── Source data ──

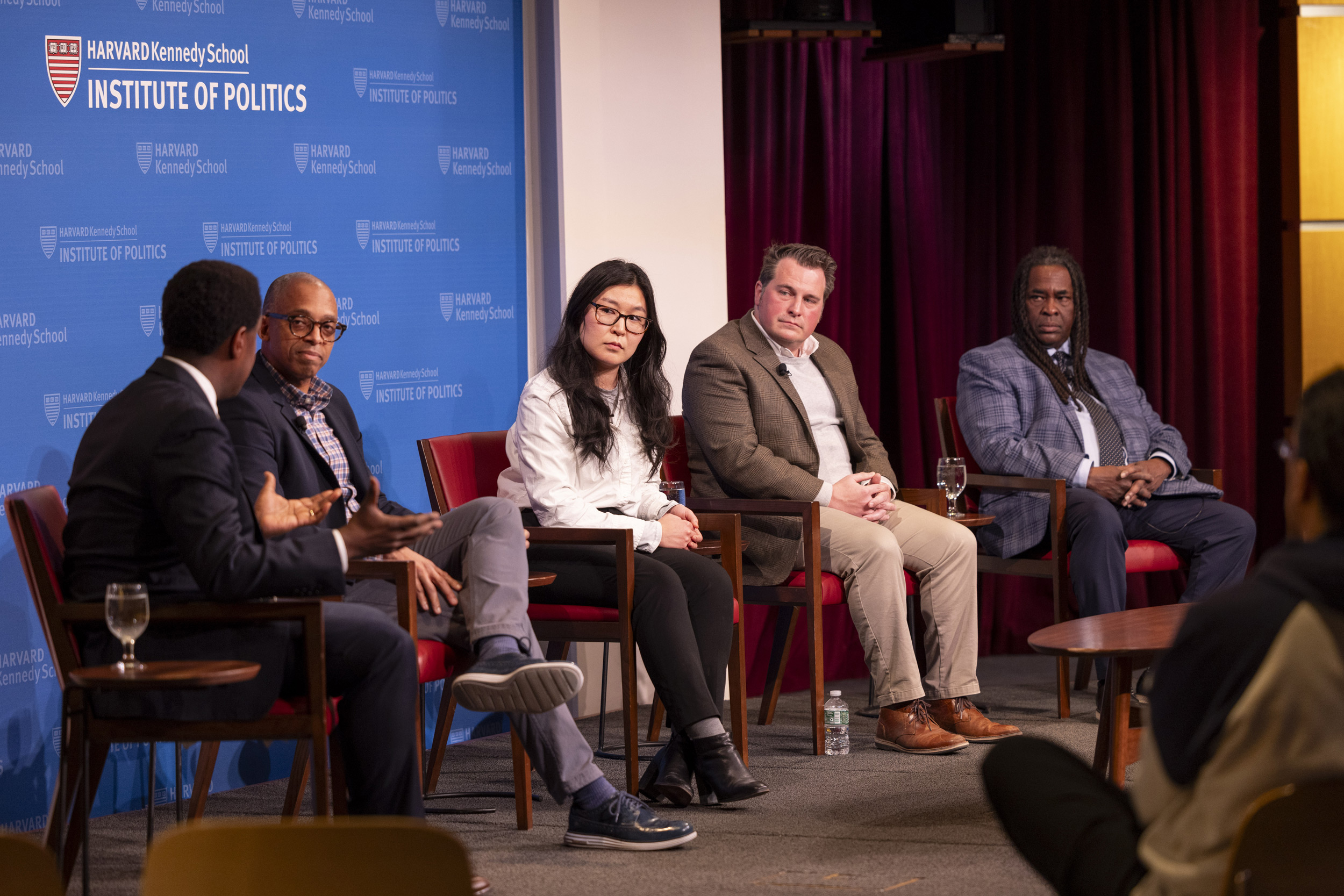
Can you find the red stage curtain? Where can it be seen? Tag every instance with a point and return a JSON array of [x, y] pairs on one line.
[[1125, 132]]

───
── Source data ──

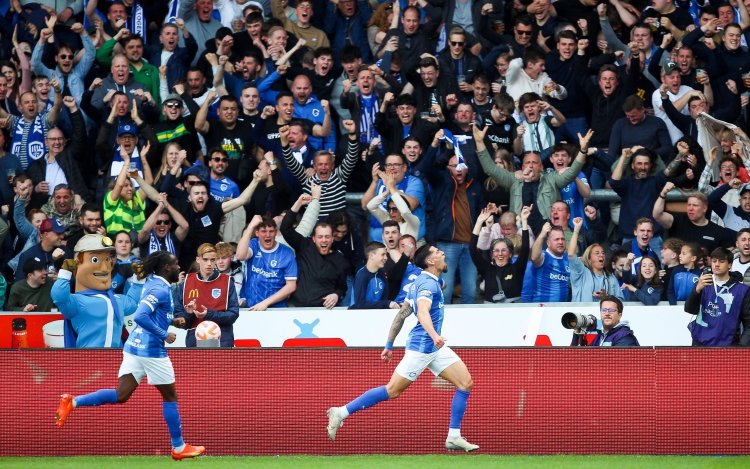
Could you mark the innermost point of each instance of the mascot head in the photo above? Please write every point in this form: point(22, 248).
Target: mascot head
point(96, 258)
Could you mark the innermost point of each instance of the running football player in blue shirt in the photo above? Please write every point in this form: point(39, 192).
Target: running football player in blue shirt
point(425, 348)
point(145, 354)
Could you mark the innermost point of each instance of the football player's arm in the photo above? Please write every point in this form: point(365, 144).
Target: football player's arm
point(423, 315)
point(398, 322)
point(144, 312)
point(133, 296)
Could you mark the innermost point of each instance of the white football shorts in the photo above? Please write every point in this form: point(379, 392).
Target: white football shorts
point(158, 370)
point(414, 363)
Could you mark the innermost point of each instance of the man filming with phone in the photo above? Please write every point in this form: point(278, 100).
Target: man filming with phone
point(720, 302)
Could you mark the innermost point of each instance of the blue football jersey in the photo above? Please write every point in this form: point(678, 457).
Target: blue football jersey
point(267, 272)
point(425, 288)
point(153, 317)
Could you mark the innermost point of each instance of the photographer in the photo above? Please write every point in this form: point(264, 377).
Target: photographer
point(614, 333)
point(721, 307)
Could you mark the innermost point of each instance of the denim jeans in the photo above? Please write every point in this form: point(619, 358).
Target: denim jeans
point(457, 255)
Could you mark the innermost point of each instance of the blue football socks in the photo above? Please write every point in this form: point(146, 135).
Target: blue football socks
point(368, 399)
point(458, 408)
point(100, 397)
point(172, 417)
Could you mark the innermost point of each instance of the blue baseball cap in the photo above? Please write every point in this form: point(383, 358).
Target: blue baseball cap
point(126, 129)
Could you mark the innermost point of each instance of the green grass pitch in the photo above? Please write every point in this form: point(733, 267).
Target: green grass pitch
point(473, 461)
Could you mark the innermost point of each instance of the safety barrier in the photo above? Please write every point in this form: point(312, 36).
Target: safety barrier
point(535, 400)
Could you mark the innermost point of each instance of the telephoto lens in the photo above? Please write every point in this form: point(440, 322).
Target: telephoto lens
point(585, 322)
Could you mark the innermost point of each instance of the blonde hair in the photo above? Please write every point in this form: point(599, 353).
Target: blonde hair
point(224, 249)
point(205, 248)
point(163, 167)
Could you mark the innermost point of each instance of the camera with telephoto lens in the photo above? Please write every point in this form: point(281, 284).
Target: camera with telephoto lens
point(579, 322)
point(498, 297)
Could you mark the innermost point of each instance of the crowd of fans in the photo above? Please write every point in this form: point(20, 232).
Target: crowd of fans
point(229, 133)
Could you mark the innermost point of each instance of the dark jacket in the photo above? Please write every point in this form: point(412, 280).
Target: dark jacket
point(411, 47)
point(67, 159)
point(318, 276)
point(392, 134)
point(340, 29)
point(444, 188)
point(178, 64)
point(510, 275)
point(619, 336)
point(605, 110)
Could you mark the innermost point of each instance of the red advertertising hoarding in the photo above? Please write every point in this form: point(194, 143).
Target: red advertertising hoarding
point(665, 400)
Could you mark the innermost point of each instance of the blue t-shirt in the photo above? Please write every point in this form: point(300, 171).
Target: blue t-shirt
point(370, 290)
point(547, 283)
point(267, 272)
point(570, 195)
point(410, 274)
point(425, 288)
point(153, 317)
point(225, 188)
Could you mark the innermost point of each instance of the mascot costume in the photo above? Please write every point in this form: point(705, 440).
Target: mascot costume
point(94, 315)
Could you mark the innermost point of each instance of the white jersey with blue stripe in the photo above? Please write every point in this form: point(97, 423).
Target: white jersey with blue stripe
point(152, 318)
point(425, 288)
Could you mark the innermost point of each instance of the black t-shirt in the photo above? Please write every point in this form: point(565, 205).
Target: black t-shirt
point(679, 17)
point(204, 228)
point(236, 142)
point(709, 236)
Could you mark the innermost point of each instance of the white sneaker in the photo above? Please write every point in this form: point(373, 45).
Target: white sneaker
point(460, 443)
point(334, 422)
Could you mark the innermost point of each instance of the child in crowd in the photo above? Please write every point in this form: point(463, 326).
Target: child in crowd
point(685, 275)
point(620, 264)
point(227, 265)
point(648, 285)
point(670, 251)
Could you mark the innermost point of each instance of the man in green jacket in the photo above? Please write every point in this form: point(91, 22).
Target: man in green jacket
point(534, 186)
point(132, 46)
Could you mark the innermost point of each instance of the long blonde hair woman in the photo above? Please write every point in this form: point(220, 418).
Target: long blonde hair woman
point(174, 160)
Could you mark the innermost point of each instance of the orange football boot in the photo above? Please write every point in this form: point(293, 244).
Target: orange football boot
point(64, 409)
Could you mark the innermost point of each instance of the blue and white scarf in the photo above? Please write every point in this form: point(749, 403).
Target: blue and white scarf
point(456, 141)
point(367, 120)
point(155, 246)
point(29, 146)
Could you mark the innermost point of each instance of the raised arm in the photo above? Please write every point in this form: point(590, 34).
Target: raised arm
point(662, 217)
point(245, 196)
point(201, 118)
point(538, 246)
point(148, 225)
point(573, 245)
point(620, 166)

───

Format the entries above as a numbered list, covering only the line that contains "form: point(264, 377)." through the line that contains "point(498, 297)", both included. Leave out any blank lines.

Solution to this task:
1. Could you mark the innermost point of each instance of the photographer in the photo above? Please write every point in this form: point(264, 377).
2. Target: photographer
3. point(614, 333)
4. point(721, 307)
5. Could you mark the innermost point of each instance of the denim jeans in the photo above? Please write every point in this form: point(619, 358).
6. Target: denim jeans
7. point(457, 255)
8. Could you mark the innermost point of each instance of the blue football socks in the photo above? Please write every point in this form: point(146, 135).
9. Target: blue football socks
10. point(368, 399)
11. point(458, 408)
12. point(100, 397)
13. point(172, 417)
14. Could you mark the innermost point of each instance of the blue baseball cap in the photo above? Please write every point in this form: point(383, 358).
15. Target: blue baseball cap
16. point(126, 129)
17. Could you mark the innermost point of each instance of the green grass pitch in the photo above? Please write every point in this form: point(733, 267).
18. Target: green grass pitch
19. point(473, 461)
20. Could you mark the innermost point of each instance of the safety barrier in the photo above? Please write every point in this form: point(312, 36).
21. Target: safety barrier
22. point(535, 400)
23. Could you mark the innermost point of each instance of the telephoto lens in the photo above? Please write every point in this form: point(440, 322).
24. Target: telephoto lens
25. point(585, 322)
26. Could you mark the innermost point of each instance of the blonde hair in the photo above? Please write every point in this form: point(599, 353).
27. Target: blonde hair
28. point(224, 249)
29. point(205, 248)
30. point(163, 167)
31. Could you mark the innermost point of each instance of the camera with telephoto lens in the photo above? Please write every point in this form: point(281, 284).
32. Target: camera with telephoto lens
33. point(579, 322)
34. point(498, 297)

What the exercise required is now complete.